• [Input]:
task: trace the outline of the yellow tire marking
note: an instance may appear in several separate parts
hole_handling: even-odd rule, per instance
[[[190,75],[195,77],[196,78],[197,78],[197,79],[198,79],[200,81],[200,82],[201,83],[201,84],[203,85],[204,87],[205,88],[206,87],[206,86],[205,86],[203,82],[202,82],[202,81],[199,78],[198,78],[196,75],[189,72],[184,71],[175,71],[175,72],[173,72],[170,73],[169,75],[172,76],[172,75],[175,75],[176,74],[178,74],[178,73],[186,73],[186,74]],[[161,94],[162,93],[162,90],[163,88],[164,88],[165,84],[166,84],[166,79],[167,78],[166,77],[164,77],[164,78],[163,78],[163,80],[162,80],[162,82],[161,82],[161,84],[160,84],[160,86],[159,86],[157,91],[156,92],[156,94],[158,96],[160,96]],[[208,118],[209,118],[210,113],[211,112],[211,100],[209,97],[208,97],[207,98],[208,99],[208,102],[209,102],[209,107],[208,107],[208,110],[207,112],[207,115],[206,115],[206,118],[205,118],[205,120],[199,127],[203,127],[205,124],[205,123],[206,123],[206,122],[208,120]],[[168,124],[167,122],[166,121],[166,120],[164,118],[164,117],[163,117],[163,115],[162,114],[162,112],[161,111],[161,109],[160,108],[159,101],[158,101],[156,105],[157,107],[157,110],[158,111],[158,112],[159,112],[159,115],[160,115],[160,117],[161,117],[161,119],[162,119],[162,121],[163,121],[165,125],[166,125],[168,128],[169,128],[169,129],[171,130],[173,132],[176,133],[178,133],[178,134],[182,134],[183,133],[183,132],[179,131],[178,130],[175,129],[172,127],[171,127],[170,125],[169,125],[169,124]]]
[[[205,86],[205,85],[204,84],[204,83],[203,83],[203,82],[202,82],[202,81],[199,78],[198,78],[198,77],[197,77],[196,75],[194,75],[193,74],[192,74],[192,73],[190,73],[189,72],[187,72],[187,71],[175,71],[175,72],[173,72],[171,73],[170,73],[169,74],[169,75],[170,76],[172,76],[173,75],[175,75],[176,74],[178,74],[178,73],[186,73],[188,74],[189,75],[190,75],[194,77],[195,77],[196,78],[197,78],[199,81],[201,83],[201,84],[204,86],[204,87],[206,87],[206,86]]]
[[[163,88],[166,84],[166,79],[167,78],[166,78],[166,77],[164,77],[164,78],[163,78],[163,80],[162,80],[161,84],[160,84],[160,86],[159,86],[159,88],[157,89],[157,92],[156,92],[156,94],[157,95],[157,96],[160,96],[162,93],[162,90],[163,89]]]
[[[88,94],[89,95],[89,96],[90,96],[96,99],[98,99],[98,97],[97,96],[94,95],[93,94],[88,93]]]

• [Task details]: Copy all of the rows above word for word, without changing a single character.

• [Written response]:
task: trace the outline of the yellow tire marking
note: an instance may appear in several separate parts
hole_handling: even-odd rule, per instance
[[[190,75],[195,77],[196,78],[197,78],[197,79],[198,79],[200,81],[200,82],[201,83],[201,84],[203,85],[204,87],[205,88],[206,87],[206,86],[205,86],[203,82],[202,82],[202,81],[199,78],[198,78],[196,75],[189,72],[184,71],[175,71],[175,72],[173,72],[170,73],[169,75],[172,76],[172,75],[175,75],[176,74],[178,74],[178,73],[186,73],[186,74]],[[161,94],[162,93],[162,90],[163,88],[164,88],[165,84],[166,84],[166,79],[167,78],[166,77],[164,77],[164,78],[163,78],[163,80],[162,80],[162,82],[161,82],[161,84],[160,84],[160,86],[159,86],[157,91],[156,92],[156,94],[158,96],[160,96]],[[208,118],[209,118],[210,113],[211,112],[211,100],[209,97],[208,97],[207,98],[208,99],[208,102],[209,102],[209,107],[208,107],[208,110],[207,112],[207,115],[206,115],[206,118],[205,118],[205,120],[199,127],[203,127],[205,124],[205,123],[206,123],[206,122],[208,120]],[[168,124],[167,122],[166,121],[166,120],[164,118],[164,117],[163,117],[163,115],[162,114],[162,112],[161,111],[161,109],[160,108],[159,101],[158,101],[156,105],[157,107],[157,110],[158,111],[158,112],[159,112],[159,115],[160,115],[160,117],[161,117],[161,119],[162,119],[162,121],[163,121],[165,125],[166,125],[168,128],[169,128],[169,129],[171,130],[173,132],[176,133],[178,133],[178,134],[182,134],[183,133],[183,132],[179,131],[178,130],[175,129],[172,127],[171,127],[170,125],[169,125],[169,124]]]
[[[205,86],[205,85],[204,84],[204,83],[203,83],[203,82],[202,82],[202,81],[199,78],[198,78],[198,77],[197,77],[196,75],[194,75],[193,74],[192,74],[192,73],[190,73],[189,72],[187,72],[187,71],[175,71],[175,72],[173,72],[171,73],[170,73],[169,74],[169,75],[170,76],[172,76],[173,75],[175,75],[176,74],[178,74],[178,73],[186,73],[188,74],[189,75],[190,75],[194,77],[195,77],[196,78],[197,78],[199,81],[201,83],[201,84],[204,86],[204,87],[206,87],[206,86]]]
[[[163,88],[166,84],[166,79],[167,78],[166,78],[166,77],[164,77],[164,78],[163,78],[163,80],[162,80],[161,84],[160,84],[160,86],[159,86],[159,88],[157,89],[157,92],[156,92],[156,94],[157,95],[157,96],[160,96],[162,93],[162,90],[163,89]]]
[[[88,94],[89,95],[89,96],[90,96],[96,99],[98,99],[98,97],[97,96],[94,95],[93,94],[88,93]]]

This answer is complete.